— start of Material provided —

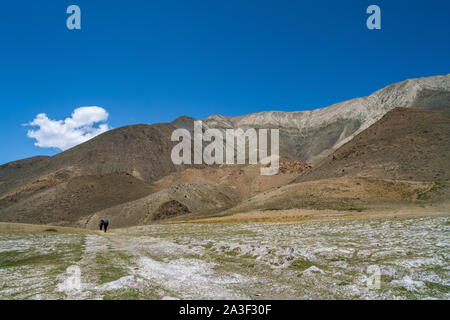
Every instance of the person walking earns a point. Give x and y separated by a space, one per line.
105 225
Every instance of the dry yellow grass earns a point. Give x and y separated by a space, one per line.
6 227
304 214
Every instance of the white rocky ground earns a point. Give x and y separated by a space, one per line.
327 259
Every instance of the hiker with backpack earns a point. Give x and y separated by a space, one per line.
105 225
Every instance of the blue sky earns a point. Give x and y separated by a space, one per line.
152 61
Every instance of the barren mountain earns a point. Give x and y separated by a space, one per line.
312 135
406 144
399 132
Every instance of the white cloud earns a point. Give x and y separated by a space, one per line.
64 134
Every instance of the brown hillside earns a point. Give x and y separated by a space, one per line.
405 144
65 202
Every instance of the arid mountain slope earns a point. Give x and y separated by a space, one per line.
140 150
310 136
65 202
194 199
405 144
15 166
128 174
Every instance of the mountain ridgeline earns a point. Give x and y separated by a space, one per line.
398 133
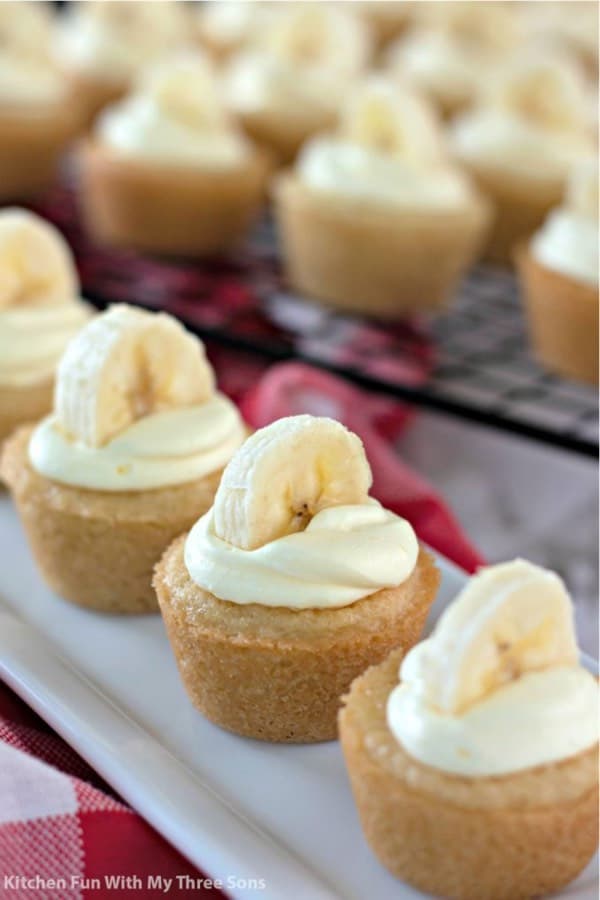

— end of Material provided —

- **Goal**: Please repeat all of the data above word for word, leaving the pictures out.

- **Task response**:
Every instance of the person walking earns a point. Give x and y separated by a space, one per line.
105 225
Every instance of the dry yellow grass earns a point. Give x and y separated by a space, one per line.
6 227
304 214
Every instance of the white rocky ground earns a point. Give x and y separated by a space, one per line.
327 259
Every instance of the hiker with backpack earns a point. Give x and y separated by a space, one per line.
105 225
Every instance of the blue sky earns a point. Give x and y separated by a space, one per line.
152 61
Every instance of the barren mountain earns a point. Give x and y separated by a space, one per line.
312 135
406 144
399 132
Every instance of the white cloud earns a point. Give x and y separated by a space, one per line.
64 134
Every instance of the brown hillside earns a point. Give x and y separated by a space, one per line.
405 144
65 202
Every instance of the arid mountain slope earns a point. Give x and y separated by a space, one per line.
140 150
310 136
65 202
194 199
405 144
15 166
128 174
Every instance of the mountain ridgeline earns a point. Give x and y separated by a space, one per line.
398 133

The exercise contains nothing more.